▸ **Supplied information**:

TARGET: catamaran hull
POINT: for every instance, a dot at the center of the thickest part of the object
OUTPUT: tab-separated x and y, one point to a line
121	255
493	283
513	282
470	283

▸ **Task item**: The records above should be restated word for word in their entirety.

▸ **Written response**:
TARGET: catamaran hull
POINT: for every instance, a dot at the center of the thickest part of the object
OUTPUT: tab-separated x and y, one point to a line
121	255
493	283
513	282
470	283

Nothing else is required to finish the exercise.